O horror de Stephen King é muito influenciado pelo terror gótico e intimista de Edgar Allan Poe e pelos contos de horror cósmico de H. P. Lovecraft. Desse segundo, King tirou a inspiração do mal inominável. Pouquíssimas vezes, nas histórias de King, o mal sobrenatural tem uma explicação clara e direta, usando o desentendimento do público como ferramenta para o medo. O próprio Lovecraft dizia que o mais antigo poderoso medo que a humanidade enfrenta é o medo do desconhecido. Então os demônios, zumbis, monstros, aliens, psicopatas e eventos transdimensionais de King não se explicam, principalmente porque não precisam ser explicados.
King é mais perspicaz do que muitos de seus detratores percebem. Ele sempre quer fazer uma analogia, essa sim, bem clara, entre seus males ocultos e os males perfeitamente visíveis pero no mucho com os quais pessoas normais vivem.
O Iluminado é uma história sobre um hotel mal-assombrado, quer seja por fantasmas, quer seja por uma força demoníaca oculta. Mas também é uma história sobre a autodestruição da identidade de um homem como artista, como ser humano, como pai e marido em razão do alcoolismo (isso no livro – o filme é um animal completamente diferente). Carrie – A Estranha é uma história sobre uma menina descobrindo os horrores da telecinese descontrolada, ao mesmo tempo que é uma história sobre o medo da puberdade e a irresponsabilidade da intolerância do fundamentalismo religioso. O Cemitério (adaptado ao cinema como Cemitério Maldito) é sobre um cemitério indígena que ressuscita qualquer um enterrado lá, mas devolve a pessoa com um “algo a mais” demoníaco. E também fala sobre o poder devastador do luto, da perda e da culpa.

**Extrato de dados:**
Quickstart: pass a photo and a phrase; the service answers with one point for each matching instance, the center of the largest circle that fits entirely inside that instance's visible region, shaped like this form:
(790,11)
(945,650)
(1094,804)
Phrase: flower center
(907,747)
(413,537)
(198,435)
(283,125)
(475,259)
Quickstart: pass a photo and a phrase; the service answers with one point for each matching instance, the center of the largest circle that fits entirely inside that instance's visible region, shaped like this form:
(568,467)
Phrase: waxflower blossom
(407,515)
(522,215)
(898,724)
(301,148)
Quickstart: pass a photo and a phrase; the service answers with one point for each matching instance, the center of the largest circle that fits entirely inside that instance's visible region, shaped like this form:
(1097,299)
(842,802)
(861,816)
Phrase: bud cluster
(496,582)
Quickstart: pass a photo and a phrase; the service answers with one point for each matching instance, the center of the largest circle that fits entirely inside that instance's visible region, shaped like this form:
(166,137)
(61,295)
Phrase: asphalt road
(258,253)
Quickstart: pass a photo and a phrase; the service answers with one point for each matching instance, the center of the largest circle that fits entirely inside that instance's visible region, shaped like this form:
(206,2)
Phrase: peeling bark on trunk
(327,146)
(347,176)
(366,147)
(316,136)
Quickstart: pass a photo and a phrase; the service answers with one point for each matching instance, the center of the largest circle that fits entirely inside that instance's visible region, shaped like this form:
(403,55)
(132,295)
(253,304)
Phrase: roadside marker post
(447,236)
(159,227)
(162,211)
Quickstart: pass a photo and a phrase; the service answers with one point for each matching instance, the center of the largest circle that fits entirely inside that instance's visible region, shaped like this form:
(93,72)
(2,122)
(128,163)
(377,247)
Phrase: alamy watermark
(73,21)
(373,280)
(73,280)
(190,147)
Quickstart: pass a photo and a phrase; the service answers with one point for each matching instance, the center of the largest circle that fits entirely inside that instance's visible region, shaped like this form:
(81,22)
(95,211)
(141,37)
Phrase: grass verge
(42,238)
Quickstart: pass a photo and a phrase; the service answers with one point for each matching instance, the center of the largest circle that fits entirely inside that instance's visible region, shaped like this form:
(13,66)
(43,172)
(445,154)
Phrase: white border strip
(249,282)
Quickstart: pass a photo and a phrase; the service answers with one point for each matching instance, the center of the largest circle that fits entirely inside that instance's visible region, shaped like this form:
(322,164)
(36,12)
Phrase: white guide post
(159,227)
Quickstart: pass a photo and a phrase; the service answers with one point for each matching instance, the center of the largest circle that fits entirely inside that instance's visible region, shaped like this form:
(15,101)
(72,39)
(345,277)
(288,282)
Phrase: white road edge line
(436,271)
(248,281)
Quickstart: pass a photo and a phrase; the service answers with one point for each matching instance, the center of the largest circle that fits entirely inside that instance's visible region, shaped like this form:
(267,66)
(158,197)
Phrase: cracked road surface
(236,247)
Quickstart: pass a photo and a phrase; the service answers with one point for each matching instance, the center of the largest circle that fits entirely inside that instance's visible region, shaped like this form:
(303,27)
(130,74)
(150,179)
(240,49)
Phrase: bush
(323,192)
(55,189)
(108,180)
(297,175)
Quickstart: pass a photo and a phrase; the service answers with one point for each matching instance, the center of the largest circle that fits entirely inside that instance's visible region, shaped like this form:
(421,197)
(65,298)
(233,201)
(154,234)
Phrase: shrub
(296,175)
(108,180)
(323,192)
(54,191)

**Tarefa proposta 1:** Segundo o texto sobre Stephen King, com que título O Cemitério foi adaptado ao cinema?
**Tarefa proposta 2:** Atualize o texto sobre Stephen King começando em "O Iluminado é" e seguindo até "e da culpa.", com "hotel" trocado por "castelo".
**Tarefa proposta 3:** Escreva a continuação do texto sobre as histórias de Stephen King a partir da última frase.

**Resposta escrita 1:** Cemitério Maldito.

**Resposta escrita 2:**
O Iluminado é uma história sobre um castelo mal-assombrado, quer seja por fantasmas, quer seja por uma força demoníaca oculta. Mas também é uma história sobre a autodestruição da identidade de um homem como artista, como ser humano, como pai e marido em razão do alcoolismo (isso no livro – o filme é um animal completamente diferente). Carrie – A Estranha é uma história sobre uma menina descobrindo os horrores da telecinese descontrolada, ao mesmo tempo que é uma história sobre o medo da puberdade e a irresponsabilidade da intolerância do fundamentalismo religioso. O Cemitério (adaptado ao cinema como Cemitério Maldito) é sobre um cemitério indígena que ressuscita qualquer um enterrado lá, mas devolve a pessoa com um “algo a mais” demoníaco. E também fala sobre o poder devastador do luto, da perda e da culpa.

**Resposta escrita 3:**
No começo de IT – A COISA, segunda adaptação para as telas do romance de Stephen King de 1986, presenciamos a relação de amor e amizade sincera e pura entre dois irmãos (Jaeden Lieberher e Jackson Robert Scott). O menor deles sai para brincar na chuva e acaba encontrando um dos monstros inomináveis de King: uma criatura capaz de projetar os piores medos de cada um de volta contra eles (Bill Skarsgård, desaparecendo no papel). Uma criatura que assume a forma de um palhaço sinistro chamado Pennywise, e que não perde tempo em desmembrar o garoto e devorá-lo.
O filme então parte para contar o drama do irmão dele e seus amigos, tentando desvendar o mistério desse e de outros desaparecimentos, acontecimentos que parecem ser tão antigos quanto a própria cidade em que vivem, Derry, no Maine. Eles notam, de diversas formas possíveis, o quanto a cidade de Derry sempre foi muito estranha. Muito mais violenta. Muito mais problemática. Muito mais opressora. E encontram no demônio-palhaço uma explicação.
Acontece que, tirando alguns exageros (eu pelo menos nunca ouvi falar de um bully que MARCA A PELE DE OUTRAS CRIANÇAS COM UMA FACA), a opressão vivida pelas crianças, quer seja de ordem de uma neurose familiar, racial, sexual, é realidade. E não precisa ter um palhaço doppleganger para torná-la real.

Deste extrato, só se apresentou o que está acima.